**TASK:**
What is needed is an exact copy of every entry below, minus the images.

**AVAILABLE DATA:**
━━━━━━━━
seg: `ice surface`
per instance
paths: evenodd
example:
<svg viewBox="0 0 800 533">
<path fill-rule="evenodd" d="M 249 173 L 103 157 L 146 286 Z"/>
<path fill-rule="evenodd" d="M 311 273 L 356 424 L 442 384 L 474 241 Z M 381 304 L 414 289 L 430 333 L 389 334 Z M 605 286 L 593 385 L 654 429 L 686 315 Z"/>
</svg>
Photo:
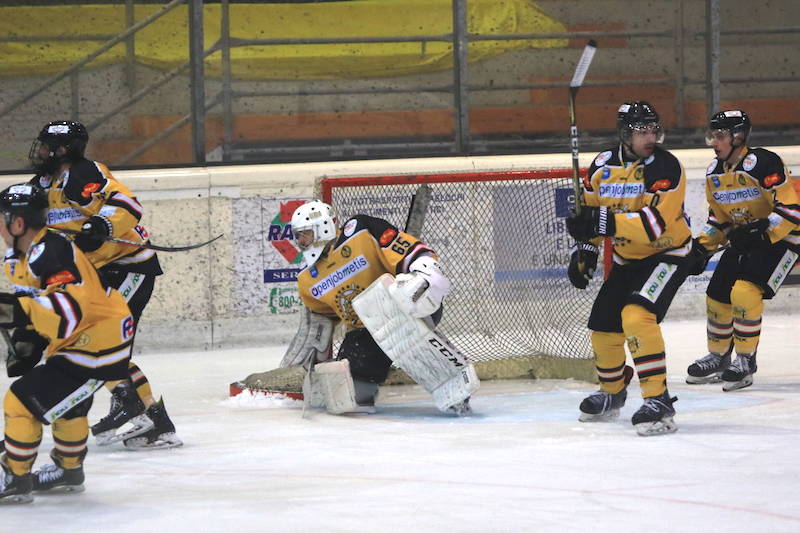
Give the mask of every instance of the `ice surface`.
<svg viewBox="0 0 800 533">
<path fill-rule="evenodd" d="M 673 435 L 577 421 L 577 381 L 486 383 L 471 418 L 417 387 L 375 415 L 301 418 L 286 399 L 228 398 L 283 347 L 136 357 L 186 445 L 128 452 L 90 442 L 86 492 L 0 508 L 2 531 L 800 531 L 797 317 L 769 316 L 755 384 L 686 385 L 705 324 L 664 325 Z M 2 385 L 7 387 L 4 378 Z M 101 391 L 90 414 L 107 412 Z M 37 465 L 49 458 L 49 429 Z"/>
</svg>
━━━━━━━━
**RESULT FOR THIS EXERCISE:**
seg: `ice surface`
per instance
paths: evenodd
example:
<svg viewBox="0 0 800 533">
<path fill-rule="evenodd" d="M 249 173 L 103 157 L 146 286 Z"/>
<path fill-rule="evenodd" d="M 311 273 L 356 424 L 442 384 L 474 241 Z M 381 304 L 414 289 L 430 333 L 389 334 Z M 605 286 L 593 385 L 654 429 L 686 315 Z"/>
</svg>
Photo:
Give the mask of every instance of the `ice surface`.
<svg viewBox="0 0 800 533">
<path fill-rule="evenodd" d="M 673 435 L 577 421 L 577 381 L 486 383 L 471 418 L 417 387 L 375 415 L 301 418 L 286 399 L 228 398 L 283 347 L 136 357 L 186 445 L 128 452 L 90 442 L 86 492 L 0 508 L 2 531 L 800 531 L 797 317 L 769 316 L 755 384 L 686 385 L 705 324 L 664 325 Z M 2 385 L 7 387 L 4 378 Z M 101 391 L 90 414 L 107 412 Z M 37 465 L 49 458 L 49 429 Z"/>
</svg>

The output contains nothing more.